WRITTEN TASKS
A - Could you reproduce the part of the gardening essay that begins at the words "In the scriptures, we" and stops after the words "them to gardening."?
B - In the records, start at the line containing "Review question: In the picture above, detect the fawn's black" and stop after the line containing "[308, 245, 325, 259]". Can you give back only those lines, with "black nose" changed to "dark nose" and everything else left as it is?

EXCERPTED PASSAGE
· · · · · · ·

Gospel Principles For Gardening
By Heidi Fargo
Years ago, I attended a gardening class. I’m sure there was some great advice, ideas, and tips shared. But I don’t remember any of that. What I do remember is the instructor describing his beautiful backyard garden – terraced raised beds filled with a bountiful harvest of veggies – that he had recently torn out a few years later after building it all. I remember being horrified. Why would you do all that work and create something so beautiful and productive and then destroy it after such a short time? It seemed especially awful to me since we were in the process of creating our own garden with rows of raised beds and gravel lined paths and I was very aware of the expense, time and work involved. We would never be like that instructor. Right? Wrong. Fast forward several years later and there we were, ripping out our raised beds and shoveling out the gravel wheelbarrow by wheelbarrow.
In the scriptures, we often read analogies about gardens, seeds, planting, etc. that teach gospel principles. As I’ve thought about what I could possibly share about gardening (since I’m definitely not an expert), I thought maybe the best thing to do would be to take gospel principles and apply them to gardening.

· · · · · · ·

[Detection annotation records]
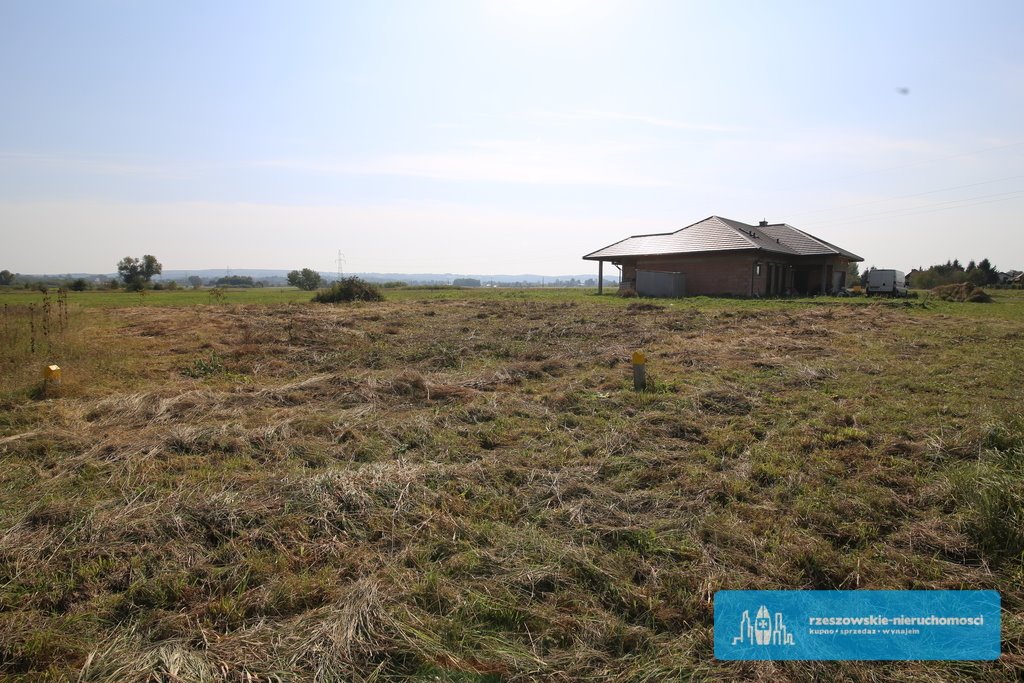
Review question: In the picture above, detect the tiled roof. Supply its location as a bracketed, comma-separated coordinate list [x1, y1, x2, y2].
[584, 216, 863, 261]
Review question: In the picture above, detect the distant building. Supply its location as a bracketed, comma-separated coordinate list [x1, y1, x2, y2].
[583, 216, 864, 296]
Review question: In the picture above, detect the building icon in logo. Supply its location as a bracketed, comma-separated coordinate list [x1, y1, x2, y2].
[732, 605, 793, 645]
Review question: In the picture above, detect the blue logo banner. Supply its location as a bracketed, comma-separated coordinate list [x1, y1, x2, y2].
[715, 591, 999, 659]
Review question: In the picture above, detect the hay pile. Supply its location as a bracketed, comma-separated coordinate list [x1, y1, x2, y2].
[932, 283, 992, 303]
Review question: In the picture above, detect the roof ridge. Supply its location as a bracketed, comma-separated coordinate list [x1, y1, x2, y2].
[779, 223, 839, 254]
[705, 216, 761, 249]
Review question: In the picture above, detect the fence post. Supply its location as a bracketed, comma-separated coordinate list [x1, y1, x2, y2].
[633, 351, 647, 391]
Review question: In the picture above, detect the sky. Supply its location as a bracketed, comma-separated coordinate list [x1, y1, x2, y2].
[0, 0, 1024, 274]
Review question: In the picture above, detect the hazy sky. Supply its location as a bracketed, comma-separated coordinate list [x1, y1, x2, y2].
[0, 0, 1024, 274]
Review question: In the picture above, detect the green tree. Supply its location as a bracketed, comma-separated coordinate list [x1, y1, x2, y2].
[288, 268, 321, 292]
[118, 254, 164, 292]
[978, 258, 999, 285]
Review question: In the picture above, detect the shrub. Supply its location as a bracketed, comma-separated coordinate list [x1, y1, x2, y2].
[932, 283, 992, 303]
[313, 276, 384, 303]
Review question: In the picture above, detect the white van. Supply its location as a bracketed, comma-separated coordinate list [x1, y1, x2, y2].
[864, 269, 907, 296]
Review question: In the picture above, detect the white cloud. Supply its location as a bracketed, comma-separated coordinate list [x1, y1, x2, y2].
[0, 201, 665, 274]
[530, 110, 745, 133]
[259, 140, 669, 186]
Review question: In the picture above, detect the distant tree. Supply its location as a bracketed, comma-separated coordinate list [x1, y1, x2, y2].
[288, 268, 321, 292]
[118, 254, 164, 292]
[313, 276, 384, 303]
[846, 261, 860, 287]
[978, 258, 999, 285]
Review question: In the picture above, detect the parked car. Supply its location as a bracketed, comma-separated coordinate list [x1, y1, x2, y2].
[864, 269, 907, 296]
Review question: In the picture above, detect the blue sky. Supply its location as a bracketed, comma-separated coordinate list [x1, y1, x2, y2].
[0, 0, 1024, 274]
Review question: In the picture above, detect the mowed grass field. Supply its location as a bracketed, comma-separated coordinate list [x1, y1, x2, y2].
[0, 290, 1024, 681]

· · · · · · ·

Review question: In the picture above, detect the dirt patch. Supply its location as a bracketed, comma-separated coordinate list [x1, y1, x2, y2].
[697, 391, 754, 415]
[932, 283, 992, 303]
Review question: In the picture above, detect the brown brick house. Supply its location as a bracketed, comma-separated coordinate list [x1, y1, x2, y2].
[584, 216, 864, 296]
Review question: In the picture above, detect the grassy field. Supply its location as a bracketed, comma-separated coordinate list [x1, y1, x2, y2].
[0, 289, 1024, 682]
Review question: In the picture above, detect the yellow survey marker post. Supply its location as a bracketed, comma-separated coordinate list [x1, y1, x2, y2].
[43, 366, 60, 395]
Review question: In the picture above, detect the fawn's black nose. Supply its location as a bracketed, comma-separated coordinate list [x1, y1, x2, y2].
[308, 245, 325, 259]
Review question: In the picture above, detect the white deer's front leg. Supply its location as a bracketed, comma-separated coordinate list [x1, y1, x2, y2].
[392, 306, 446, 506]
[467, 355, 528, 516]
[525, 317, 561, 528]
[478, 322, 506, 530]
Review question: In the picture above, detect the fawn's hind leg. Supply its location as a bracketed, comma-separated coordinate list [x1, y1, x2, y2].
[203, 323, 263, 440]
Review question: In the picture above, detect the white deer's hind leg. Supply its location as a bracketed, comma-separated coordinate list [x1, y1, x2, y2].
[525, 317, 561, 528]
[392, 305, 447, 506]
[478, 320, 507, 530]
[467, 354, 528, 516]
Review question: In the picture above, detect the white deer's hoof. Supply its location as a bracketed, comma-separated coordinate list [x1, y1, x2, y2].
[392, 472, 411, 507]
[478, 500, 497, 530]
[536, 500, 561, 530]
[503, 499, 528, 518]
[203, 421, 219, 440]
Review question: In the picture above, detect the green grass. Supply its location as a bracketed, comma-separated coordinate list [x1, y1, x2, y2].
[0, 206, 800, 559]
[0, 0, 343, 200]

· · · · · · ·

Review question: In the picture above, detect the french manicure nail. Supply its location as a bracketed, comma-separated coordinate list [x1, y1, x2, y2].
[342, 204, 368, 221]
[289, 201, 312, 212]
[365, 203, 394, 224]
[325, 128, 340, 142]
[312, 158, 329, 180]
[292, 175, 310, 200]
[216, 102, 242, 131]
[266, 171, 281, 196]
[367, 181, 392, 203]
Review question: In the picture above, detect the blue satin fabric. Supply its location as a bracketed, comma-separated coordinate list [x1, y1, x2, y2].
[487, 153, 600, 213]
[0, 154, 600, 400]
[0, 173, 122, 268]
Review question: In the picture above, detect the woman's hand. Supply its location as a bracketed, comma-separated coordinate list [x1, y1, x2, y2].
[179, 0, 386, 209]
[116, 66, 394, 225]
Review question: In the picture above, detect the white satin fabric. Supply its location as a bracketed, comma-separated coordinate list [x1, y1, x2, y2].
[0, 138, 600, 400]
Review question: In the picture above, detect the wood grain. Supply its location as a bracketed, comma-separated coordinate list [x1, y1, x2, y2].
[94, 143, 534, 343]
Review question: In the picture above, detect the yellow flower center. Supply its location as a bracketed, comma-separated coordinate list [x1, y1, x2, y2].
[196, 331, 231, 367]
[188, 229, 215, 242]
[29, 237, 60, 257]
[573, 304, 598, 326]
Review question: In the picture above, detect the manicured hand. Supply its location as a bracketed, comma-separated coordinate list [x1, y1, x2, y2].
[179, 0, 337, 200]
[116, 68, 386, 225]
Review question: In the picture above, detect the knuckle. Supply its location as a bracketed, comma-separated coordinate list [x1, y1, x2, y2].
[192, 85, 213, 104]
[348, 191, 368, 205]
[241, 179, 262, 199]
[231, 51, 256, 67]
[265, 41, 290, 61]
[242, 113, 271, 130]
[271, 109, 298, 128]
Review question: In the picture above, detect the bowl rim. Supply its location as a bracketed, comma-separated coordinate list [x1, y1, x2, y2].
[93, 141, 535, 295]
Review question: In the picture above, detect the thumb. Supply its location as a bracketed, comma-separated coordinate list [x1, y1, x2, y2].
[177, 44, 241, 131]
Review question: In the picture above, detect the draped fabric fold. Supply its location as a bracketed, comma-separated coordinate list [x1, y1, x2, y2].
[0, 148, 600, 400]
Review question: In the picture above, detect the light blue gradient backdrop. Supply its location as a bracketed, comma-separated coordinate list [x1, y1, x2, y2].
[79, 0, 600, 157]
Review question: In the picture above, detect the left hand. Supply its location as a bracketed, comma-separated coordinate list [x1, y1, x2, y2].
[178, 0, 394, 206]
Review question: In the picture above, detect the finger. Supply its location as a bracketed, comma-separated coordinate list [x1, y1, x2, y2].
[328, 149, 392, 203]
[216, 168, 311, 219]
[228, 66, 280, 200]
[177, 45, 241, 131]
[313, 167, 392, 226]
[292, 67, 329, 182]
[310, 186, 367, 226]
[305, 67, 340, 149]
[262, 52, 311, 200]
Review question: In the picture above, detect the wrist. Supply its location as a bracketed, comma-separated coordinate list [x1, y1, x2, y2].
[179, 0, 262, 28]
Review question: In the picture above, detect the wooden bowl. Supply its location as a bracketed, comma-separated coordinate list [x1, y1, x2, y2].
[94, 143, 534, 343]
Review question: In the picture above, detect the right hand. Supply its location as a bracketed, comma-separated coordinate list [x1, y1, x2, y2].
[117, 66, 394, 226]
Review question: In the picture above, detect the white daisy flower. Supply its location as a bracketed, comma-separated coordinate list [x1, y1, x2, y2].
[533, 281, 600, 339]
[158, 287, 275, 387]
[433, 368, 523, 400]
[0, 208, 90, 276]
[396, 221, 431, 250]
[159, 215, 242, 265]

· · · · · · ·

TASK RESPONSES
A -
In the scriptures, we often read analogies about gardens, seeds, planting, etc. that teach gospel principles. As I’ve thought about what I could possibly share about gardening (since I’m definitely not an expert), I thought maybe the best thing to do would be to take gospel principles and apply them to gardening.

B -
Review question: In the picture above, detect the fawn's dark nose. Supply its location as a bracketed, comma-separated coordinate list [x1, y1, x2, y2].
[308, 245, 325, 259]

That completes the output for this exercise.